Objective - Reproduce verbatim the stretch of the entries below that runs from the line containing "segment --region=striped kitchen towel" through the line containing "[[[55,452],[0,392],[0,507],[84,508],[107,484]]]", including both of those lines.

Records for processing -
[Begin]

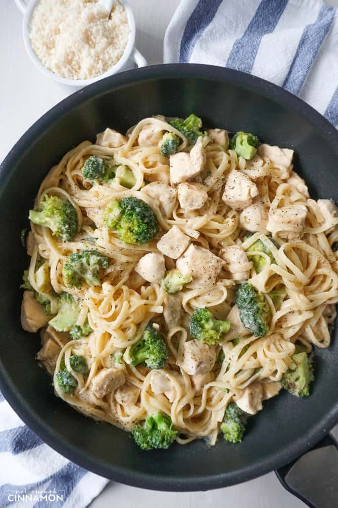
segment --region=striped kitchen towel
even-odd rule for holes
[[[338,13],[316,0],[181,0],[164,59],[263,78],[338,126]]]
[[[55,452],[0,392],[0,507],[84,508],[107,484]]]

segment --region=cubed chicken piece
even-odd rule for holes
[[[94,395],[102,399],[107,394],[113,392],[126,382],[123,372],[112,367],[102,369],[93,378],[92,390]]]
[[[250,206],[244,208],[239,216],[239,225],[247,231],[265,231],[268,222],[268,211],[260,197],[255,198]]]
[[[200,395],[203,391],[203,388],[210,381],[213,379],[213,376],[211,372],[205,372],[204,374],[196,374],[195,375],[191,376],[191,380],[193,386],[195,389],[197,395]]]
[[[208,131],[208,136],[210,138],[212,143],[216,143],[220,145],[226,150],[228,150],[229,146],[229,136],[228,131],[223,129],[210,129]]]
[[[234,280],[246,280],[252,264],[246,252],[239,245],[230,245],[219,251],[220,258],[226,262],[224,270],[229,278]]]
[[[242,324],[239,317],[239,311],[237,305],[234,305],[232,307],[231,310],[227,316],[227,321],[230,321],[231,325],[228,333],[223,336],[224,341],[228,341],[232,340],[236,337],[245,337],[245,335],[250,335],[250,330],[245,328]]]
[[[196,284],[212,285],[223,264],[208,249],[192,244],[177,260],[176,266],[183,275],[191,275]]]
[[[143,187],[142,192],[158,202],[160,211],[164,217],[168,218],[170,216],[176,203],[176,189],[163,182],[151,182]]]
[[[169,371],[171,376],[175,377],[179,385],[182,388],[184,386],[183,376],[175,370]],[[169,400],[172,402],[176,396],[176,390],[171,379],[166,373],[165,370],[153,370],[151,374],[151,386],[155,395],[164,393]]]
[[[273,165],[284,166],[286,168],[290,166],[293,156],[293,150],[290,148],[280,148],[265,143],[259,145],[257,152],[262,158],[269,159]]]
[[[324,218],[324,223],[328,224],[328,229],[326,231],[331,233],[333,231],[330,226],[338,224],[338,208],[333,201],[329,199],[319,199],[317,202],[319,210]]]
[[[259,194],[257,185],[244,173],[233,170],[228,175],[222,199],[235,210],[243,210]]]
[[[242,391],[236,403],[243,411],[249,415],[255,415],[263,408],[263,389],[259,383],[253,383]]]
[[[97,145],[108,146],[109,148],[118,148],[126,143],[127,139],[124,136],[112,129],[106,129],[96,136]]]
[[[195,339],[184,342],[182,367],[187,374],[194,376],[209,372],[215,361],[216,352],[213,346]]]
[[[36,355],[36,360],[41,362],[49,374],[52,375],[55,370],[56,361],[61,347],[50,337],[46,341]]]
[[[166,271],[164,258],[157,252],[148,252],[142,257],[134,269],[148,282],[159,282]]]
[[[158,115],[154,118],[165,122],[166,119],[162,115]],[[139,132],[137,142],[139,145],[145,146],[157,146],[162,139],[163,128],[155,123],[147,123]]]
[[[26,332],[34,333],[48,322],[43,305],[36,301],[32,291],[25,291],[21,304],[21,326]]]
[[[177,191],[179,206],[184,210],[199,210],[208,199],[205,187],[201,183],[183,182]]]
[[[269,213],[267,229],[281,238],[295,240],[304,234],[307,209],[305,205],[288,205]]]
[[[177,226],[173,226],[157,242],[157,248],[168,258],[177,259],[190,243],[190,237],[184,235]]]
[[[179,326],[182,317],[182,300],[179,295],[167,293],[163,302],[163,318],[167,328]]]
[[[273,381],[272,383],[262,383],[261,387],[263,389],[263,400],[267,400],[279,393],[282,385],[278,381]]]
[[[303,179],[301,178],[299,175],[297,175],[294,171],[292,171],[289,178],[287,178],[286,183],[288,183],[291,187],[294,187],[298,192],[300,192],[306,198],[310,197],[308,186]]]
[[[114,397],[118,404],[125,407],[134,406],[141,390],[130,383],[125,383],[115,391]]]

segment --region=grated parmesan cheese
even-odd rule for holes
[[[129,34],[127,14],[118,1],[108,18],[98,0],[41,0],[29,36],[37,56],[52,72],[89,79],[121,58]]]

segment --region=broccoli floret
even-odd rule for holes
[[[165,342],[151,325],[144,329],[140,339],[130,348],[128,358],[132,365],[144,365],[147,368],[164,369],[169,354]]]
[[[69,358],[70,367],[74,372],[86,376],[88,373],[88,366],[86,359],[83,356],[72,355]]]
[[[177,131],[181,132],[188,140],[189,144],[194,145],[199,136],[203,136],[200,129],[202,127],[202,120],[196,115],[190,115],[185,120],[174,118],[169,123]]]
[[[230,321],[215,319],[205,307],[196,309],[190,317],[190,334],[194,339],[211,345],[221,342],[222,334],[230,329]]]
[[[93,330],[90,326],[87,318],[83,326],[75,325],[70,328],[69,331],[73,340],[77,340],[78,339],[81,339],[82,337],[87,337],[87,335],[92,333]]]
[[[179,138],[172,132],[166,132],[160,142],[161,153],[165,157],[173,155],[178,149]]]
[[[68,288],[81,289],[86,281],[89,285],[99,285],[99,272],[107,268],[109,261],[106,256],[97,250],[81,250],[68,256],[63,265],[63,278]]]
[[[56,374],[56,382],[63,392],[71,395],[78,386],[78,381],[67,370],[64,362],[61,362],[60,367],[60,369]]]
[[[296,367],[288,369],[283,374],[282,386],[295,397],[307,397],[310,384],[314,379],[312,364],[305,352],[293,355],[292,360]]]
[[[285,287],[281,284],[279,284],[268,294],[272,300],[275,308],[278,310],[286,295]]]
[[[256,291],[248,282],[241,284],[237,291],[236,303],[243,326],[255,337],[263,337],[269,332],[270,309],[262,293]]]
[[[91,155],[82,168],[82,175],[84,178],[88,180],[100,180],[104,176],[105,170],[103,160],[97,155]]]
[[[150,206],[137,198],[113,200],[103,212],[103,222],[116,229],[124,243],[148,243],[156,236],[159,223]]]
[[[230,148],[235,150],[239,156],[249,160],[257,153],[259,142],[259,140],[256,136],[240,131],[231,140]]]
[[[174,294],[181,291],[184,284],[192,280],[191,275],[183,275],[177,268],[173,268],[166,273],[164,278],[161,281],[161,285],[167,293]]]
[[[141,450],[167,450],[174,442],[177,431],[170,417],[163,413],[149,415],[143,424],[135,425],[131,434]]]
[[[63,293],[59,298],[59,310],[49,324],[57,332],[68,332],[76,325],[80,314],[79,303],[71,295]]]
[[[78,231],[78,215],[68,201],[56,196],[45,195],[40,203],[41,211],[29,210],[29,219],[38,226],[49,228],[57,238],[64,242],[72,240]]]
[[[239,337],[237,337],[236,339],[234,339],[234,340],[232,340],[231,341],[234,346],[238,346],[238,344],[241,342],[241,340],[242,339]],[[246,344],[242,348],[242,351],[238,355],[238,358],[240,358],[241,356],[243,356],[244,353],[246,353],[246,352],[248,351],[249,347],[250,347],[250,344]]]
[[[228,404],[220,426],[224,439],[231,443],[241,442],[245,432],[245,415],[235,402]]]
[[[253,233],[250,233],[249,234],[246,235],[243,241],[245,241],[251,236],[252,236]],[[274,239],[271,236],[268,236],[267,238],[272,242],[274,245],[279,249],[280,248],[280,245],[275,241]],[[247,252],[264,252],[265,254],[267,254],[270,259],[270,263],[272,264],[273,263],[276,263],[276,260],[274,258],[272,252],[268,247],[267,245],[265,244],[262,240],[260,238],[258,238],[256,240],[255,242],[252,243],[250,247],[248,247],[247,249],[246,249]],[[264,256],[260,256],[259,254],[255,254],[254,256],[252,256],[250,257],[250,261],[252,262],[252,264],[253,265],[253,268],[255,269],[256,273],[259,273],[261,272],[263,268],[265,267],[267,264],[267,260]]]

[End]
[Begin]

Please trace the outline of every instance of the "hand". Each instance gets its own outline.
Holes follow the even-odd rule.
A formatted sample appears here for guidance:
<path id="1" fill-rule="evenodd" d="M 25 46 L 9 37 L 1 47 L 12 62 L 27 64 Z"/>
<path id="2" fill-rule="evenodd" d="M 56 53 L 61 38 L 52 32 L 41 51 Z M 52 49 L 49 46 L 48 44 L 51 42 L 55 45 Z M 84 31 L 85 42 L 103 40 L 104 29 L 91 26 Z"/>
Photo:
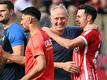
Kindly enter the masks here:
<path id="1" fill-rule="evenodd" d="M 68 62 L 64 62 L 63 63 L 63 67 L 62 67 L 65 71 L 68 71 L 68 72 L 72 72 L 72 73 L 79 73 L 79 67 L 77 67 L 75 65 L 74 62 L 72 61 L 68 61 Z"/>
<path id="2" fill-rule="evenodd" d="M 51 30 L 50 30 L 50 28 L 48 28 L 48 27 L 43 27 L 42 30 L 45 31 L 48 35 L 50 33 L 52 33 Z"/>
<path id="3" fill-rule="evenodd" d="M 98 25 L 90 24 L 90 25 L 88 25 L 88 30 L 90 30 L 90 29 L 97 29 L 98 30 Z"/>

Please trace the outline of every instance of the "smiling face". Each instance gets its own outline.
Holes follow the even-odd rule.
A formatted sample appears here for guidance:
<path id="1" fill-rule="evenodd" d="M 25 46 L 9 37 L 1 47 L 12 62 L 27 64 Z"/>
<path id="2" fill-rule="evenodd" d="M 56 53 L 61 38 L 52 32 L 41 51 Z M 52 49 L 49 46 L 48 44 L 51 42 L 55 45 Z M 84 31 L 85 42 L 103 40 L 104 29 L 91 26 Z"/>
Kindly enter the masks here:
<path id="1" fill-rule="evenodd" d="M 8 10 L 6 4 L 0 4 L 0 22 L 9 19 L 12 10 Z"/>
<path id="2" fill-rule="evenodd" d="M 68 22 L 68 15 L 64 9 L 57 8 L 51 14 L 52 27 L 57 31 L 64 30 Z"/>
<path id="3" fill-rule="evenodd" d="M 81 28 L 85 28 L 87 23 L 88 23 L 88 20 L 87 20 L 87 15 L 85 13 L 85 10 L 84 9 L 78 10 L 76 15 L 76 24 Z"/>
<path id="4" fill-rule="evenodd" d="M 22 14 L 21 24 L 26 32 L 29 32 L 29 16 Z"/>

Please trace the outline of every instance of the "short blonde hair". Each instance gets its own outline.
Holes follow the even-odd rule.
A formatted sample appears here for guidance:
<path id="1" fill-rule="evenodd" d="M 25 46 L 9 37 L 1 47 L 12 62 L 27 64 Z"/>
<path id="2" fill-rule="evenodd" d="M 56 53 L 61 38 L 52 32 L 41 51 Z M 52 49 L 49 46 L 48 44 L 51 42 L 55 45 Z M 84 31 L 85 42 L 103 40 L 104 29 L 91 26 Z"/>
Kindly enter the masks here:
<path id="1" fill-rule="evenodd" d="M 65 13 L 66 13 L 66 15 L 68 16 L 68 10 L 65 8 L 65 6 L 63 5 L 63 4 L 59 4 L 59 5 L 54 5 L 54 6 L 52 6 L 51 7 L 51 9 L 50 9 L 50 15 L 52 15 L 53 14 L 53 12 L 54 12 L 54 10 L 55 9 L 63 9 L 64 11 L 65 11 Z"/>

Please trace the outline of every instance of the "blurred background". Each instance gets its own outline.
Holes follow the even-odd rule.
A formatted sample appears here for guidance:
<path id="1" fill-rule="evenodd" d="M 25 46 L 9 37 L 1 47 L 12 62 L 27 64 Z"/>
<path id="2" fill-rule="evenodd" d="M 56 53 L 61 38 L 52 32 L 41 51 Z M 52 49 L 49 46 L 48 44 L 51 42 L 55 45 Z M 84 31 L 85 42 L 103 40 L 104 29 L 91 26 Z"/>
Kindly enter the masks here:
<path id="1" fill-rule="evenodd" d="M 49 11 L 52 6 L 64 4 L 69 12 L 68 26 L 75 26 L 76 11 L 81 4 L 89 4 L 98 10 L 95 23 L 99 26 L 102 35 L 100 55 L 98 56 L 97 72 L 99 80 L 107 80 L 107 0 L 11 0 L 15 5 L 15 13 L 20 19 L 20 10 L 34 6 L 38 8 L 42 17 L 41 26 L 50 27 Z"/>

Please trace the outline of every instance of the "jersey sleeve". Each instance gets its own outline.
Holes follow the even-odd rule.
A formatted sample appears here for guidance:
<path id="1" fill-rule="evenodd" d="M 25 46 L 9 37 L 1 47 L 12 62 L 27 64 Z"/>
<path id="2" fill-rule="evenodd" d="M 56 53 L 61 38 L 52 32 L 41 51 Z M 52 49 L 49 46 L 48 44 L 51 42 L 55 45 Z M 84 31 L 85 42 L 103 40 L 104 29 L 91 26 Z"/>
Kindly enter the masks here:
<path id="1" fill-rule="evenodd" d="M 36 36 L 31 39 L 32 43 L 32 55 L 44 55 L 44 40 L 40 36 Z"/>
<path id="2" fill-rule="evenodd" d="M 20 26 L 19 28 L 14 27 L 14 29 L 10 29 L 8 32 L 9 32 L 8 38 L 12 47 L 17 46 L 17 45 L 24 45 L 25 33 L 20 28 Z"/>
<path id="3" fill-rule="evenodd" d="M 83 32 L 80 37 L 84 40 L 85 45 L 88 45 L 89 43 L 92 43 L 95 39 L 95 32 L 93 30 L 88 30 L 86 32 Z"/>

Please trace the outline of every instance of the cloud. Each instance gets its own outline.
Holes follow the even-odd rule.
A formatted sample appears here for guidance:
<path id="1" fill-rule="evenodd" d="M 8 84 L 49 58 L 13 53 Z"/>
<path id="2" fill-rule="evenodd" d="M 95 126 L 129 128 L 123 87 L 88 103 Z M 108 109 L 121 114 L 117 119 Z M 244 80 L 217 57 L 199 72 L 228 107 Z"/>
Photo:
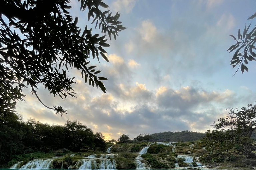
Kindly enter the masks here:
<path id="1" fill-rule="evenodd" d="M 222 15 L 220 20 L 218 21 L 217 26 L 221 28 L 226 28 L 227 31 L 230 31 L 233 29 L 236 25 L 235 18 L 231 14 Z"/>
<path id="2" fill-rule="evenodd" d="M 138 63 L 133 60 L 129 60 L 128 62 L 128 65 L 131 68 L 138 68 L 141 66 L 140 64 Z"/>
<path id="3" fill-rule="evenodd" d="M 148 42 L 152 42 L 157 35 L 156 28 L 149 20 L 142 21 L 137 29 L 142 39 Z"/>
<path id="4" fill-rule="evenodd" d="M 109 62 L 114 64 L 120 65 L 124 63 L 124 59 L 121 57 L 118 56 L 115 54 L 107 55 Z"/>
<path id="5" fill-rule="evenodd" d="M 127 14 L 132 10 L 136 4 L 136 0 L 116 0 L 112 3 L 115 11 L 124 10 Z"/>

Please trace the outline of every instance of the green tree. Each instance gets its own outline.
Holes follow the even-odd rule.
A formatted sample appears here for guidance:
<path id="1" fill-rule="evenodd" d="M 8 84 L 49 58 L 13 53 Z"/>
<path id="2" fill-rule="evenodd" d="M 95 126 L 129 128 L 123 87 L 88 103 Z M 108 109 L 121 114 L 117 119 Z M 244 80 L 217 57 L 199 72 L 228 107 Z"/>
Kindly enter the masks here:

[End]
[Begin]

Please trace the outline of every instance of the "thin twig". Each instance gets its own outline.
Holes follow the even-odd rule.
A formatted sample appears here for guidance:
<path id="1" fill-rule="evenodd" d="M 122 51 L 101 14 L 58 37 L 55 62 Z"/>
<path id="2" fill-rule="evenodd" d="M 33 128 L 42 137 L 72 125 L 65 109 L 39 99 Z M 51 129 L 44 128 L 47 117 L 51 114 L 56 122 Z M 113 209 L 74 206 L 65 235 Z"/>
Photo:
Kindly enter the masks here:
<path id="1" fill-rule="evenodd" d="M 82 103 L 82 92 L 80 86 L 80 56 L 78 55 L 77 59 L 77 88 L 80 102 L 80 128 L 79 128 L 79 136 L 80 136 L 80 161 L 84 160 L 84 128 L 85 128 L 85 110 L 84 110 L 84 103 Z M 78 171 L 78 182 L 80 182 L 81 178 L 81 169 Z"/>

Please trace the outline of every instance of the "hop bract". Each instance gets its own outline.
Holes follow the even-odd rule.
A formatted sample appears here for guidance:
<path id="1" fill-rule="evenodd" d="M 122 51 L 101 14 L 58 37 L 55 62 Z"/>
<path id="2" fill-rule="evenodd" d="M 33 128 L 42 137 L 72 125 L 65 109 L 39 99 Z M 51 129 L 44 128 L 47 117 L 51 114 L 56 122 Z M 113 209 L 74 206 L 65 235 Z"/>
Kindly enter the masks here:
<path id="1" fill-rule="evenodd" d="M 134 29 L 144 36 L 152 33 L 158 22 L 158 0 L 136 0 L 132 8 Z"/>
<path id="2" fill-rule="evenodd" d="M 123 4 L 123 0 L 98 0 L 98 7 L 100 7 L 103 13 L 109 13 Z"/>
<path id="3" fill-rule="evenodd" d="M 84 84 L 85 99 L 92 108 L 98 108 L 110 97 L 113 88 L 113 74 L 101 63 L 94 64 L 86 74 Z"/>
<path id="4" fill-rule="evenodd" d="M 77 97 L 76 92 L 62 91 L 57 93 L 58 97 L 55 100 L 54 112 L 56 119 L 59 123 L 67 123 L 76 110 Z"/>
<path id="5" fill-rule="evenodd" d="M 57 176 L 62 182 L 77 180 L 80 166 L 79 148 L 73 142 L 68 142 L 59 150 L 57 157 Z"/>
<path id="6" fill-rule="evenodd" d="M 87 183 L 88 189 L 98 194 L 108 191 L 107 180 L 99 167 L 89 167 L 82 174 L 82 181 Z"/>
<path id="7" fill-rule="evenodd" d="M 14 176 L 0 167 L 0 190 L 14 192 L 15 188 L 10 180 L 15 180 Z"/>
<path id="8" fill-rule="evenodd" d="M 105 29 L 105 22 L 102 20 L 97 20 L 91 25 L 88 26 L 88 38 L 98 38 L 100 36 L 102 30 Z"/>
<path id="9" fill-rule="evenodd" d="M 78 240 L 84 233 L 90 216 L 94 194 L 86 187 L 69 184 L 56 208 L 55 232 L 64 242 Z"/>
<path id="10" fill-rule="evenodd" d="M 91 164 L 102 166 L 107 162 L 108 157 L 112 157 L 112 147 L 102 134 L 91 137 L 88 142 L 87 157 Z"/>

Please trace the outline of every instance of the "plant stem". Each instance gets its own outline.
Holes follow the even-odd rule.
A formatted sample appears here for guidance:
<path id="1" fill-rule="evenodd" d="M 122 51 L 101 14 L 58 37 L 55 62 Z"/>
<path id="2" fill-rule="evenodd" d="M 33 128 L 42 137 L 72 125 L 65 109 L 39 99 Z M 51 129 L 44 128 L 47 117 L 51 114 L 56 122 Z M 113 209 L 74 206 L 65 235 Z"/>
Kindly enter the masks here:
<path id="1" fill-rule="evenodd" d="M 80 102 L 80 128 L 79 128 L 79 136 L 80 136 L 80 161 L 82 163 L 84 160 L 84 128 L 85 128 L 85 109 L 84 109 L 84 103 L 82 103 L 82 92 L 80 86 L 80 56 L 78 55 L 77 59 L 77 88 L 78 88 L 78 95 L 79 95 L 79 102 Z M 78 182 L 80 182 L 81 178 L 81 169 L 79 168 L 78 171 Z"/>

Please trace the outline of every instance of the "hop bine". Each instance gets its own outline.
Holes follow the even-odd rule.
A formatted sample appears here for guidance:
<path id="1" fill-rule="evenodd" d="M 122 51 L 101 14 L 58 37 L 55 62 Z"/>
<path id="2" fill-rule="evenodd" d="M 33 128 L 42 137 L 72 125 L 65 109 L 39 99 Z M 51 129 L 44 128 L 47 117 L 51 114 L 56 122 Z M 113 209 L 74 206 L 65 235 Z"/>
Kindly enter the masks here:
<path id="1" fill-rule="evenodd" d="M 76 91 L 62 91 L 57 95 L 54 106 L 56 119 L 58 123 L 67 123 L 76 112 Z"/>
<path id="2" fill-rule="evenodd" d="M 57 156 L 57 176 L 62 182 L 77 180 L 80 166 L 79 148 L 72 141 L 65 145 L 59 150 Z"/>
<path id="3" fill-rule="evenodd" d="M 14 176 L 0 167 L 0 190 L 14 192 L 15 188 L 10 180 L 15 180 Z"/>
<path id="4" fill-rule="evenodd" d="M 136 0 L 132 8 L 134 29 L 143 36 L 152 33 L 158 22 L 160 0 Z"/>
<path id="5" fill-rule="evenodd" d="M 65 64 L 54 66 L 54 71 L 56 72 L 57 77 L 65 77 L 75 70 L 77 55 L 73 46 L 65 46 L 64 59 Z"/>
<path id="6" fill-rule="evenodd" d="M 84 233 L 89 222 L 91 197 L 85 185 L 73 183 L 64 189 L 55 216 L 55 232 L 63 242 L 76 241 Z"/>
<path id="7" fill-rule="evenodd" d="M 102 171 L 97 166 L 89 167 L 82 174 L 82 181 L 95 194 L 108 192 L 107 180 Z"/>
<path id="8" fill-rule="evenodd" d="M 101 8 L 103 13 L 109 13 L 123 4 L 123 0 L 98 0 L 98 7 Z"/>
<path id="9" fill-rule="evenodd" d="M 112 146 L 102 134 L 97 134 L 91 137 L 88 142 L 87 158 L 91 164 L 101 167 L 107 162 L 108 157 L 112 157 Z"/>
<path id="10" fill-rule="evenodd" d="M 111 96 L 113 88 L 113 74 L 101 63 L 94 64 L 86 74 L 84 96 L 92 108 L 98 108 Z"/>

[End]

Answer in full -
segment --region=striped kitchen towel
even-odd rule for holes
[[[338,13],[316,0],[181,0],[164,59],[263,78],[338,126]]]
[[[55,452],[0,392],[0,507],[84,508],[107,484]]]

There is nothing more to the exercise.